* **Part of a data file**
## START
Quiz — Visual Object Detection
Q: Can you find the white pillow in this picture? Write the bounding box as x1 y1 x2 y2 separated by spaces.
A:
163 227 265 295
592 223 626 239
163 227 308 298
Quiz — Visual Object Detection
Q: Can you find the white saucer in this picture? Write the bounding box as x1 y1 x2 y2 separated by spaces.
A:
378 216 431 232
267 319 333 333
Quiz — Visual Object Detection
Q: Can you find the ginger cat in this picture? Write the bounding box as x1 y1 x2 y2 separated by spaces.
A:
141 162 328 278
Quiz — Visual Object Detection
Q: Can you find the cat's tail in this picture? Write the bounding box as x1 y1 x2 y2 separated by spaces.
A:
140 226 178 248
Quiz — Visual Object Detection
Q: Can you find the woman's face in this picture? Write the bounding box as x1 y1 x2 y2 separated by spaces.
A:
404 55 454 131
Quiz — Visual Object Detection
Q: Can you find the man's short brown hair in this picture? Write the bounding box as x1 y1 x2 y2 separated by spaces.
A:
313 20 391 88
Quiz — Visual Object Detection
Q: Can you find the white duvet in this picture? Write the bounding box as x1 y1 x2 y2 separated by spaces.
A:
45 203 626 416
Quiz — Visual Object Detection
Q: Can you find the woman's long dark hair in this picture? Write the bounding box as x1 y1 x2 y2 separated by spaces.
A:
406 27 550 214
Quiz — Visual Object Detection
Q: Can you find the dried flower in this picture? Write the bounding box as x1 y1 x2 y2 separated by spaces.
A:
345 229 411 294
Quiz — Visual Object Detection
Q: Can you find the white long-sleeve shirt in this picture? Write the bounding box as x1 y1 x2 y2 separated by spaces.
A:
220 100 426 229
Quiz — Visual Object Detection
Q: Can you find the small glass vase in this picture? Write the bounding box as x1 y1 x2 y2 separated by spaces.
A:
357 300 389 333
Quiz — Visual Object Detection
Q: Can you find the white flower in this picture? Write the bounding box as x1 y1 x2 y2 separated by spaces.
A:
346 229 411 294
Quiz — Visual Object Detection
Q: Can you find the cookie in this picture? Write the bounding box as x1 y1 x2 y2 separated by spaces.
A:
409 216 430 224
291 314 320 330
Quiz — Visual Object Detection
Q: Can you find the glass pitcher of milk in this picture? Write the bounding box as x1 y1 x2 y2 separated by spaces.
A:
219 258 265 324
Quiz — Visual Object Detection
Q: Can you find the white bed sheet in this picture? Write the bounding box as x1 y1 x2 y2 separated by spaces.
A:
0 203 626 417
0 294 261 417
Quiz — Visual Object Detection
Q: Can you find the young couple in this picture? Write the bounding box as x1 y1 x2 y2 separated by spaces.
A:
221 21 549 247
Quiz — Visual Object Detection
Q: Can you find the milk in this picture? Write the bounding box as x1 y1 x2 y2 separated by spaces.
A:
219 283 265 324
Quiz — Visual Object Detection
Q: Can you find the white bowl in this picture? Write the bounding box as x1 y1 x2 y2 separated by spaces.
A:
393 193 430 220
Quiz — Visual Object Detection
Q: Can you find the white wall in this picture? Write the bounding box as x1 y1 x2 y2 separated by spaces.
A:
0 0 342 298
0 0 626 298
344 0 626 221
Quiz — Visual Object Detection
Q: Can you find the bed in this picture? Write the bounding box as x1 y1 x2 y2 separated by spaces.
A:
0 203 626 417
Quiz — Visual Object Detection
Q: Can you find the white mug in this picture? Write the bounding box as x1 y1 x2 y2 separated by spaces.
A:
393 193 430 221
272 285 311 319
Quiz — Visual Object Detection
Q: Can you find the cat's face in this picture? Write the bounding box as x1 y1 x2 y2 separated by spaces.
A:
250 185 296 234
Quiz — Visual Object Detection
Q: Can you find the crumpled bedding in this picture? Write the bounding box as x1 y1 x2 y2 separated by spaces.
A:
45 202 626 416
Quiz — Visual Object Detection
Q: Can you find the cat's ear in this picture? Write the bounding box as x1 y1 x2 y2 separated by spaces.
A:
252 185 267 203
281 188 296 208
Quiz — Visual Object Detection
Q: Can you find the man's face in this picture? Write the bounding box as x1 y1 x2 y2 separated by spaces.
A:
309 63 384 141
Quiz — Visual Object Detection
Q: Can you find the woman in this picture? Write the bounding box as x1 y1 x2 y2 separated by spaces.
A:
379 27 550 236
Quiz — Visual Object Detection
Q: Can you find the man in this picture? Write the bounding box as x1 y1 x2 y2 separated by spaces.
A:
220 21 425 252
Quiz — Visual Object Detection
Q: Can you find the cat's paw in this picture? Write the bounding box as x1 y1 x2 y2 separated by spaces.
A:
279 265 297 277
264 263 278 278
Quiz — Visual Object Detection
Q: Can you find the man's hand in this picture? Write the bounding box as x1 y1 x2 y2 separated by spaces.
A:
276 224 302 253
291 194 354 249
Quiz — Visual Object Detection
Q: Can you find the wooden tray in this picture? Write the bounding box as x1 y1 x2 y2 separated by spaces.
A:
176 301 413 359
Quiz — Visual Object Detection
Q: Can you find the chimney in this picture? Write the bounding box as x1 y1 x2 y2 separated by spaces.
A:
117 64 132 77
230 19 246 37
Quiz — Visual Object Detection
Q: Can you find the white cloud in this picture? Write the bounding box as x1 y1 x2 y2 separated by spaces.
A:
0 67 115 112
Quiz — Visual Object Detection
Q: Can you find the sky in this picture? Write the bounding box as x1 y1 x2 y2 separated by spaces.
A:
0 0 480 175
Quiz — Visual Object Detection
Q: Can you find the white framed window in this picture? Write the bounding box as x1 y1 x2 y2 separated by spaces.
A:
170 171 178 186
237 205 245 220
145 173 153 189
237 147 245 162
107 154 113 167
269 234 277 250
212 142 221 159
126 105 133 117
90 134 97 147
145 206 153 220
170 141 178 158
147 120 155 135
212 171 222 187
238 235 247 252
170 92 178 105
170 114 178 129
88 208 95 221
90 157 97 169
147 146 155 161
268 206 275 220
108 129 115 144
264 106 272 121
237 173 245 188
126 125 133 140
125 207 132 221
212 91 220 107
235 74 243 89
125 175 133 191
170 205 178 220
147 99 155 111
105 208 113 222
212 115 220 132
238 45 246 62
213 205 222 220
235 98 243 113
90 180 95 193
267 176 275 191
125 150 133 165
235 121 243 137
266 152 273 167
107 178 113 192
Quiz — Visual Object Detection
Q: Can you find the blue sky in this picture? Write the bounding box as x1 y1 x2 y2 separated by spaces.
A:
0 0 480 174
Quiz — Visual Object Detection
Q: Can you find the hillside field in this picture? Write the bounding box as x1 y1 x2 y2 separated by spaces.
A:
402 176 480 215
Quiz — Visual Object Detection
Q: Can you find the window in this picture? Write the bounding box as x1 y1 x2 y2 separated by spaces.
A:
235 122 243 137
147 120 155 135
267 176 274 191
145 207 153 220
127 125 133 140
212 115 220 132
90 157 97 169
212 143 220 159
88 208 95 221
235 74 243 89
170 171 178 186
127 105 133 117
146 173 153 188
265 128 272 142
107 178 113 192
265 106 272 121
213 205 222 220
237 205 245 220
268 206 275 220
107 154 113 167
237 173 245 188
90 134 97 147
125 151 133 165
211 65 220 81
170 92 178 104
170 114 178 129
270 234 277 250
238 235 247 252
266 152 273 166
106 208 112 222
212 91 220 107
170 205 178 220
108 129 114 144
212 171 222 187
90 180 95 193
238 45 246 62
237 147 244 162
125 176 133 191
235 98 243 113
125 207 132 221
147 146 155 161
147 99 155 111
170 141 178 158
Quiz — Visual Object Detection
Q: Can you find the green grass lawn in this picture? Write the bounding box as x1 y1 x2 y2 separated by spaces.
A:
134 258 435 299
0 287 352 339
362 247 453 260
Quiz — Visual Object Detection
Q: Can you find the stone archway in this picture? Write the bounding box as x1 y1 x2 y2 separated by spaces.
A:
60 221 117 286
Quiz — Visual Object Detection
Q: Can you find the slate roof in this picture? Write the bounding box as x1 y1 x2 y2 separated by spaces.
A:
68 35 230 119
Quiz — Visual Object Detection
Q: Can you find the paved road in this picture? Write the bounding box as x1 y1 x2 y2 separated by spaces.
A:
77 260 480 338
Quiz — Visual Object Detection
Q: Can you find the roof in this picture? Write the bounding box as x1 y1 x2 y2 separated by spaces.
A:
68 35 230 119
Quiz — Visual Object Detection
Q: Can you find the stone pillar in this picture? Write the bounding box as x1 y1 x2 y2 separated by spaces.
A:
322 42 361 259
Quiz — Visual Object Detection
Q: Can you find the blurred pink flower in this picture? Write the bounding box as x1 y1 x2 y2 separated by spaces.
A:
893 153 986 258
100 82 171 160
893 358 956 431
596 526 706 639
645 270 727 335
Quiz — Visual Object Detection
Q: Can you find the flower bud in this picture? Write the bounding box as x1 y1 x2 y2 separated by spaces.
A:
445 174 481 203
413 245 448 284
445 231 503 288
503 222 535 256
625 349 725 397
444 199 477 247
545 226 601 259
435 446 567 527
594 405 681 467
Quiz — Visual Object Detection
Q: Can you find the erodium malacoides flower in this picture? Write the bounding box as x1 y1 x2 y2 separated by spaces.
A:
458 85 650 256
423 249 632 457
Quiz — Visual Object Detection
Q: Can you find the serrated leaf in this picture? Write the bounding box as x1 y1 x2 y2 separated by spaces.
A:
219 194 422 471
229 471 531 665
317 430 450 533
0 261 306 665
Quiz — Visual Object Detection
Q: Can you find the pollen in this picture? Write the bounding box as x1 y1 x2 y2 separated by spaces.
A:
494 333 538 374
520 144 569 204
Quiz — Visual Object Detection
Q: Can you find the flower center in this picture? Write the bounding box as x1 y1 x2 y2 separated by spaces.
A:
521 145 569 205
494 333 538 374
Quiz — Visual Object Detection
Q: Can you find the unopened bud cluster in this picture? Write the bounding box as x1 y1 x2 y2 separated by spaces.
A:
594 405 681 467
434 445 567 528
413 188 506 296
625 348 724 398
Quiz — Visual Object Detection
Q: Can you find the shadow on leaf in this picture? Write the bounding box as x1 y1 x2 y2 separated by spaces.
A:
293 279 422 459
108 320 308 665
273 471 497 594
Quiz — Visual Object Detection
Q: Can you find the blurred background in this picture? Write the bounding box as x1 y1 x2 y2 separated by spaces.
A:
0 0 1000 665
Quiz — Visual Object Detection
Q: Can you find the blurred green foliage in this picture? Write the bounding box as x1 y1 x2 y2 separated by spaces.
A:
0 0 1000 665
## END
* **Written exercise**
Copy the material word for word, beginning with its first line and continuing through the line containing "345 229 411 294", with both of those lines included.

* **Answer in full**
Quiz — Visual Object Detection
Q: Can you find the white pillow in this picture? Write the bounding box as x1 y1 x2 y2 separated by spaces.
A:
163 227 265 295
592 223 626 239
163 227 308 298
Quiz — Visual Object Detection
Q: Can you find the white saucer in this picture? Write the bounding box as x1 y1 x2 y2 separated by spaces.
A:
378 216 431 232
267 319 333 333
Quiz — Visual Object Detection
Q: Can you find the ginger cat in this picture? Write the bounding box as x1 y1 x2 y2 separated by spaces.
A:
141 162 328 278
Quiz — Visual Object Detection
Q: Can you find the cat's tail in this picture? Write the bounding box as x1 y1 x2 y2 separated by spaces.
A:
140 226 178 248
Quiz — Visual Object Detection
Q: Can you find the woman's face in this picture? Write the bounding box as x1 y1 x2 y2 separated by spaces.
A:
404 55 454 131
Quiz — Visual Object Detection
Q: Can you find the man's short brown hair in this picture? Write the bounding box as x1 y1 x2 y2 separated by spaces.
A:
313 20 391 88
Quiz — Visual Object Detection
Q: Can you find the white duvet in this picture? Write the bounding box as x1 y1 x2 y2 separated by spaces.
A:
45 203 626 416
Quiz — Visual Object Detection
Q: Can you find the woman's long dark hair in this picture? Write the bounding box as x1 y1 x2 y2 separated by spaces.
A:
406 27 550 214
Quiz — Visual Object Detection
Q: Can you find the dried flower in this picture? Write the bounding box as x1 y1 x2 y2 separated by spaces.
A:
345 229 411 294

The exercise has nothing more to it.